» Text for analysis
········
Pharmacy technicians work under the supervision of a licensed pharmacist. They provide customer service and perform various clerical and administrative duties. Pharmacy technicians receive prescription requests from patients, count tablets and label bottles. Pharmacy technicians must be registered with the State Board of Pharmacy. Although certification is not required, pharmacy technicians can become certified by taking a qualifying examination, which is administered by the Pharmacy Technician Certification Board and the Institute for the Certification of Pharmacy Technicians.
To qualify for certification, pharmacy technicians must satisfy specific coursework requirements and receive their certificate, diploma or associate degree from an accredited institution. Pharmacy technician training can be obtained at vocational schools or community colleges. The program can be completed within six months to two years. Students take courses in medical and pharmaceutical terminology, pharmaceutical calculations, pharmacy record keeping and pharmacy law and ethics. Pharmacy technician training is comprised of classroom instruction and internships at actual pharmacies.
········
» What you will do
Carry the text on pharmacy technicians forward from its last sentence, keeping its subject and plain style. The items that come after this are separate material and are not part of the text on pharmacy technicians.
········
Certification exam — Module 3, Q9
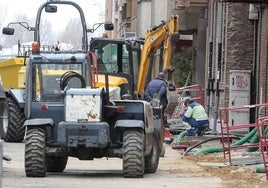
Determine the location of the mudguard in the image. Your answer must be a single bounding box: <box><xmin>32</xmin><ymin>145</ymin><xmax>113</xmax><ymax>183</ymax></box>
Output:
<box><xmin>9</xmin><ymin>89</ymin><xmax>25</xmax><ymax>108</ymax></box>
<box><xmin>115</xmin><ymin>119</ymin><xmax>144</xmax><ymax>129</ymax></box>
<box><xmin>23</xmin><ymin>118</ymin><xmax>54</xmax><ymax>127</ymax></box>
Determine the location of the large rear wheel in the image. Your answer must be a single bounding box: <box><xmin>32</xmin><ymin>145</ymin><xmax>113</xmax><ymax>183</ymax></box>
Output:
<box><xmin>24</xmin><ymin>128</ymin><xmax>47</xmax><ymax>177</ymax></box>
<box><xmin>123</xmin><ymin>130</ymin><xmax>144</xmax><ymax>178</ymax></box>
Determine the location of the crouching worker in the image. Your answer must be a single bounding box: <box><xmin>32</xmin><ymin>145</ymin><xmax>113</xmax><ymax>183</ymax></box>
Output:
<box><xmin>182</xmin><ymin>99</ymin><xmax>209</xmax><ymax>136</ymax></box>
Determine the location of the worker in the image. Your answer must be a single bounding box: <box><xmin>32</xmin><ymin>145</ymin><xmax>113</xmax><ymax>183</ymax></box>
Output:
<box><xmin>144</xmin><ymin>72</ymin><xmax>167</xmax><ymax>109</ymax></box>
<box><xmin>144</xmin><ymin>72</ymin><xmax>168</xmax><ymax>126</ymax></box>
<box><xmin>182</xmin><ymin>99</ymin><xmax>209</xmax><ymax>136</ymax></box>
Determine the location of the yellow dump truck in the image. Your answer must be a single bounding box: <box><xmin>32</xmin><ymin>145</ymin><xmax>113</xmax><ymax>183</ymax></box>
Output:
<box><xmin>0</xmin><ymin>45</ymin><xmax>130</xmax><ymax>142</ymax></box>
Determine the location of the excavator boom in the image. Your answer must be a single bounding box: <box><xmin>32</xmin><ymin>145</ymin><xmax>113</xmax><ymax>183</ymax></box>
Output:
<box><xmin>137</xmin><ymin>15</ymin><xmax>179</xmax><ymax>96</ymax></box>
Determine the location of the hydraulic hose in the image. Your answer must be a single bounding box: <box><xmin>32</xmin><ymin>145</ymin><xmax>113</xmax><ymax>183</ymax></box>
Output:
<box><xmin>183</xmin><ymin>136</ymin><xmax>238</xmax><ymax>156</ymax></box>
<box><xmin>195</xmin><ymin>127</ymin><xmax>257</xmax><ymax>155</ymax></box>
<box><xmin>174</xmin><ymin>131</ymin><xmax>187</xmax><ymax>145</ymax></box>
<box><xmin>246</xmin><ymin>126</ymin><xmax>268</xmax><ymax>152</ymax></box>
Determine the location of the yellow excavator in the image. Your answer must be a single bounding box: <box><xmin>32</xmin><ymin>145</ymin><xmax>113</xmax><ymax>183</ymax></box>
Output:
<box><xmin>89</xmin><ymin>15</ymin><xmax>179</xmax><ymax>114</ymax></box>
<box><xmin>136</xmin><ymin>15</ymin><xmax>180</xmax><ymax>114</ymax></box>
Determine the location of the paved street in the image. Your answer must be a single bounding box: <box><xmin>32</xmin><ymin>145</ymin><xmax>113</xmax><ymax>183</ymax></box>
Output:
<box><xmin>2</xmin><ymin>143</ymin><xmax>227</xmax><ymax>188</ymax></box>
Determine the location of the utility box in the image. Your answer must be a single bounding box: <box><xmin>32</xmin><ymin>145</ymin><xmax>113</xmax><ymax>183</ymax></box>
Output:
<box><xmin>229</xmin><ymin>70</ymin><xmax>251</xmax><ymax>132</ymax></box>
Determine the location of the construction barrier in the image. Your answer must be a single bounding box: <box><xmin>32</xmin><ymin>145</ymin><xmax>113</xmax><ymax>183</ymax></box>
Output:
<box><xmin>219</xmin><ymin>103</ymin><xmax>268</xmax><ymax>179</ymax></box>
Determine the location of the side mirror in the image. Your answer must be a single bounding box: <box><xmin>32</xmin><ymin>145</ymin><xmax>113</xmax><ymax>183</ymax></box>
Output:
<box><xmin>45</xmin><ymin>5</ymin><xmax>58</xmax><ymax>13</ymax></box>
<box><xmin>2</xmin><ymin>27</ymin><xmax>15</xmax><ymax>35</ymax></box>
<box><xmin>104</xmin><ymin>22</ymin><xmax>114</xmax><ymax>31</ymax></box>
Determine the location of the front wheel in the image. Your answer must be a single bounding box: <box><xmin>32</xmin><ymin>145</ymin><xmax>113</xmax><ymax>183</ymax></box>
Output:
········
» Answer section
The Pharmacy Technician Certification Board and the Institute for the Certification of Pharmacy Technicians award certificates to eligible pharmacy technicians. Although certification is not a requirement, candidates with a Certified Pharmacy Technician designation enhance their professional status and opportunities for career advancement. Because the pharmaceutical industry is one of the fastest growing industries in the United States, certified pharmacy technicians can take advantage of the best employment opportunities. Candidates who complete their certificate, diploma or associate degree training are eligible for certification.
Pharmacy technicians must pass a qualifying examination, which is designed to evaluate a candidate’s knowledge and skill in all the activities that are performed by pharmacy technicians. The exam is comprised of three areas: assisting the pharmacist in serving patients, maintaining medication and inventory control systems and participating in the administration and management of pharmacy practice. Eligible candidates must have a high school diploma or equivalent and no felonies or drug- and pharmacy-related convictions.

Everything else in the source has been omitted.